Object pointing dataset rows
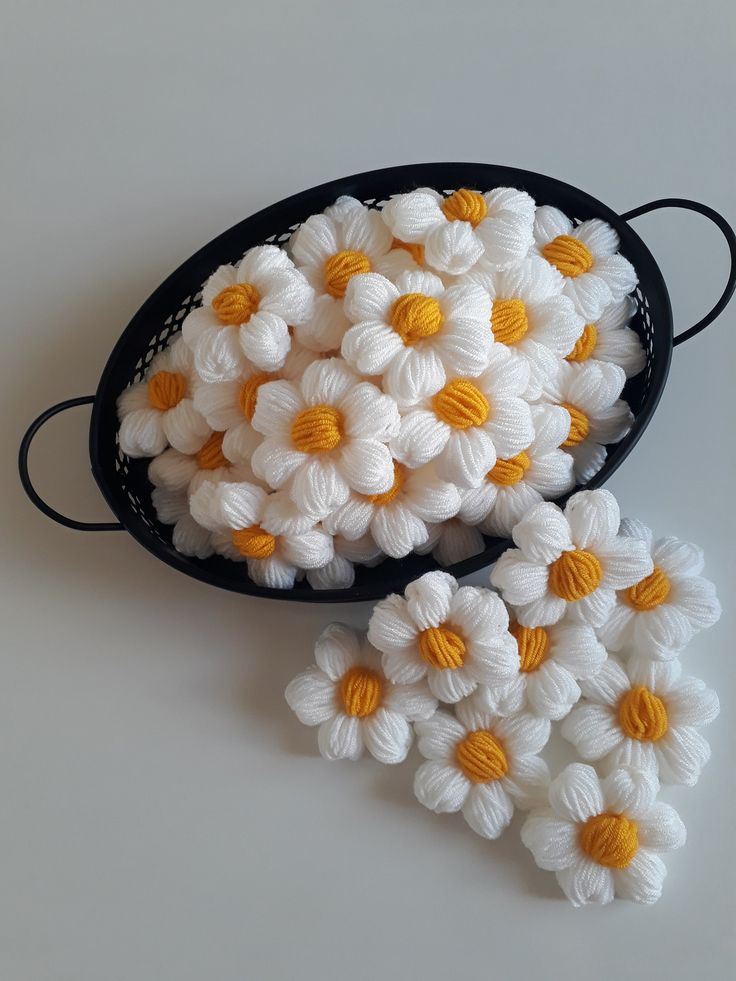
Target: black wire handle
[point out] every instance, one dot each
(25, 478)
(728, 234)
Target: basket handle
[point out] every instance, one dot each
(728, 234)
(25, 478)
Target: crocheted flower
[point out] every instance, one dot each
(416, 333)
(644, 714)
(590, 393)
(456, 231)
(569, 561)
(397, 520)
(530, 315)
(602, 837)
(660, 614)
(595, 274)
(355, 707)
(324, 437)
(455, 637)
(540, 472)
(159, 411)
(481, 765)
(470, 422)
(246, 313)
(609, 338)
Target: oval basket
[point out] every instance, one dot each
(124, 482)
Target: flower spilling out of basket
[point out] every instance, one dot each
(398, 379)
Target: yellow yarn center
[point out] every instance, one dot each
(360, 692)
(481, 757)
(441, 648)
(416, 316)
(166, 389)
(317, 430)
(236, 304)
(254, 542)
(579, 426)
(461, 405)
(465, 205)
(574, 575)
(650, 592)
(568, 255)
(610, 840)
(509, 321)
(339, 269)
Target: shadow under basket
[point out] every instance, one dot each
(124, 482)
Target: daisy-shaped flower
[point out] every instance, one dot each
(569, 561)
(587, 256)
(660, 614)
(266, 531)
(482, 765)
(324, 437)
(159, 411)
(609, 338)
(602, 837)
(470, 422)
(590, 393)
(456, 231)
(455, 637)
(347, 695)
(646, 715)
(397, 520)
(540, 472)
(246, 313)
(416, 333)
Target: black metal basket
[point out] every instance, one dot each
(124, 482)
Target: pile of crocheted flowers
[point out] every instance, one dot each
(395, 379)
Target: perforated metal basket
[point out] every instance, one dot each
(124, 482)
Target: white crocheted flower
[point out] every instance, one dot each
(324, 437)
(571, 561)
(159, 410)
(456, 231)
(540, 472)
(481, 765)
(645, 715)
(416, 333)
(659, 615)
(470, 422)
(602, 837)
(595, 274)
(598, 417)
(246, 313)
(455, 637)
(355, 707)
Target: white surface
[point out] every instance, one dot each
(163, 816)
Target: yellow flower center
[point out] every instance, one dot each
(166, 389)
(579, 426)
(461, 405)
(481, 757)
(360, 692)
(254, 542)
(509, 321)
(642, 715)
(574, 575)
(416, 316)
(441, 648)
(568, 255)
(317, 430)
(610, 840)
(236, 304)
(650, 592)
(465, 205)
(339, 269)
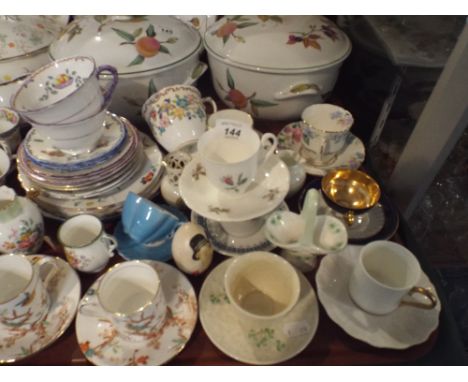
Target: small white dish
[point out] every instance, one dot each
(290, 136)
(64, 291)
(102, 345)
(252, 341)
(226, 244)
(406, 326)
(261, 197)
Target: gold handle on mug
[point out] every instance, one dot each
(425, 292)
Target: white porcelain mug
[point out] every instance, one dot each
(131, 295)
(176, 115)
(86, 246)
(232, 156)
(24, 299)
(262, 286)
(386, 273)
(325, 132)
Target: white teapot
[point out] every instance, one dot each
(21, 223)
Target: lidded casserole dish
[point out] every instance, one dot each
(275, 66)
(149, 52)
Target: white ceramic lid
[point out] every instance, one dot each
(130, 43)
(21, 35)
(278, 42)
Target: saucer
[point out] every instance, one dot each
(101, 344)
(130, 249)
(261, 197)
(406, 326)
(229, 245)
(65, 291)
(290, 136)
(252, 341)
(41, 151)
(379, 223)
(141, 183)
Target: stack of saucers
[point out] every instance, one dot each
(96, 181)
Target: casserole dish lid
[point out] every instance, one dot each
(132, 44)
(277, 42)
(22, 40)
(22, 35)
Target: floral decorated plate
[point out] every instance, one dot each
(251, 341)
(139, 183)
(230, 245)
(290, 136)
(40, 151)
(64, 289)
(262, 196)
(404, 327)
(101, 344)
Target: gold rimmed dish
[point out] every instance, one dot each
(350, 192)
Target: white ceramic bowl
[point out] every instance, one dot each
(63, 91)
(76, 136)
(149, 52)
(274, 66)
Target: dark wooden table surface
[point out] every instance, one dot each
(330, 346)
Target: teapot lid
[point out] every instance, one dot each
(132, 44)
(278, 42)
(21, 35)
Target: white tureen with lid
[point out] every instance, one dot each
(149, 52)
(275, 66)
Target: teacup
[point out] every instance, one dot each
(9, 128)
(64, 91)
(24, 299)
(261, 286)
(232, 156)
(146, 222)
(350, 192)
(229, 118)
(75, 137)
(325, 132)
(384, 274)
(176, 115)
(131, 295)
(86, 246)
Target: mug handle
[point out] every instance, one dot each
(115, 78)
(425, 292)
(111, 243)
(211, 102)
(268, 138)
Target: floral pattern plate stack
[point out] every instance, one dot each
(94, 182)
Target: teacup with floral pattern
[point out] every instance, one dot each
(64, 91)
(325, 133)
(176, 115)
(24, 299)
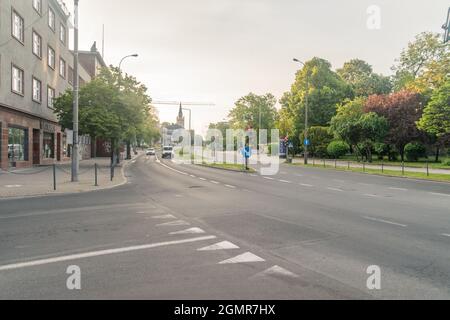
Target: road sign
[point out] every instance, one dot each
(246, 152)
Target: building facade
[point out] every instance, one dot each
(36, 66)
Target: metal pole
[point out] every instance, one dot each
(96, 179)
(75, 159)
(54, 177)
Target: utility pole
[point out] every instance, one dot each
(76, 82)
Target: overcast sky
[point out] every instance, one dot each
(219, 50)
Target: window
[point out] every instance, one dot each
(17, 144)
(51, 58)
(62, 68)
(49, 145)
(18, 26)
(51, 19)
(37, 5)
(37, 44)
(37, 90)
(70, 75)
(17, 80)
(62, 34)
(50, 97)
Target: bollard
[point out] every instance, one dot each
(96, 179)
(54, 177)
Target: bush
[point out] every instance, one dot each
(337, 149)
(414, 151)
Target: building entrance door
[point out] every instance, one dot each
(36, 147)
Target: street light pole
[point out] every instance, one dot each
(120, 84)
(305, 143)
(75, 147)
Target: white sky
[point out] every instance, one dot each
(219, 50)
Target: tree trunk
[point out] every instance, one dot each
(438, 150)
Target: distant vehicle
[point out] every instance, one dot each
(167, 152)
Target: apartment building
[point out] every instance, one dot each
(36, 66)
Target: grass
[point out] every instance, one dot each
(228, 166)
(389, 173)
(422, 163)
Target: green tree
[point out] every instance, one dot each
(424, 65)
(363, 80)
(322, 88)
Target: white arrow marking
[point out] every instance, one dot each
(189, 231)
(174, 223)
(224, 245)
(166, 216)
(278, 271)
(245, 257)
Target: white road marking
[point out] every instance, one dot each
(99, 253)
(399, 189)
(440, 194)
(224, 245)
(174, 223)
(335, 189)
(243, 258)
(189, 231)
(166, 216)
(278, 271)
(386, 221)
(306, 185)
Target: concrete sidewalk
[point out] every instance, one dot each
(39, 180)
(344, 164)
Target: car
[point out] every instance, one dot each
(167, 152)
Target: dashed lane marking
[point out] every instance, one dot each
(386, 221)
(189, 231)
(243, 258)
(174, 223)
(224, 245)
(100, 253)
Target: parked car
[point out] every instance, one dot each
(167, 152)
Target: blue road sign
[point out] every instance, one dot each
(246, 152)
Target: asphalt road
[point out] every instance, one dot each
(304, 233)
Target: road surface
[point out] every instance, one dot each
(190, 232)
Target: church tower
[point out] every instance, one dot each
(180, 118)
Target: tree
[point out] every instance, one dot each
(402, 110)
(246, 112)
(360, 130)
(436, 117)
(320, 138)
(424, 65)
(359, 75)
(323, 89)
(111, 106)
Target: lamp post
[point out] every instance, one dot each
(75, 147)
(306, 114)
(120, 84)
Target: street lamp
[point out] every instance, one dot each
(306, 142)
(120, 84)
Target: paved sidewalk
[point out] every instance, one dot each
(341, 163)
(39, 180)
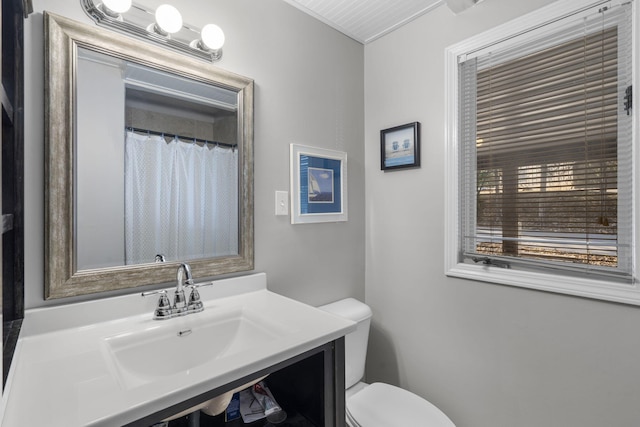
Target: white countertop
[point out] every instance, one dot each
(61, 374)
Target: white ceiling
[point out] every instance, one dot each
(365, 20)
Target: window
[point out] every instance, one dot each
(540, 137)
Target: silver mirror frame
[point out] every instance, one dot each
(62, 39)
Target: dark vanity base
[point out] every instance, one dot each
(309, 387)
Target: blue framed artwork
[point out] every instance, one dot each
(400, 147)
(318, 185)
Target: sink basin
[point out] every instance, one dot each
(179, 345)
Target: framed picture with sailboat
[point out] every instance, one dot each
(400, 147)
(318, 185)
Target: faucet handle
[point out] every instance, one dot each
(195, 303)
(163, 308)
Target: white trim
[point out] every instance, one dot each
(590, 288)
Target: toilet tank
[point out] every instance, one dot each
(356, 341)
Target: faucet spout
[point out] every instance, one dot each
(184, 270)
(184, 279)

> **What is being asked**
Everything from the line containing "Target: white ceiling" through the last line of the records must be given again exactly; leave out all other lines.

> **Task response**
Target: white ceiling
[point out] every instance, one dot each
(365, 20)
Target: window
[point out] every instance, one dot each
(540, 137)
Target: silver mirror frame
[point out] every instance, one dot each
(62, 39)
Target: dark vanity base
[point out] every instance, one dot each
(309, 387)
Target: blue framed artwork
[point out] every instance, one dot each
(400, 147)
(318, 185)
Target: sink basin
[point out] every instance, one dot each
(179, 345)
Target: framed picture with sailboat
[point out] every instance, one dot each
(400, 147)
(318, 185)
Target: faucet handle
[point out] every instance, one dot each
(195, 303)
(163, 308)
Target: white trim
[point out] every instance, one dot each
(590, 288)
Target: toilet tank
[point out] every instance, one dot each
(356, 341)
Target: faucet spout
[point out] every instance, one dot each
(184, 270)
(184, 279)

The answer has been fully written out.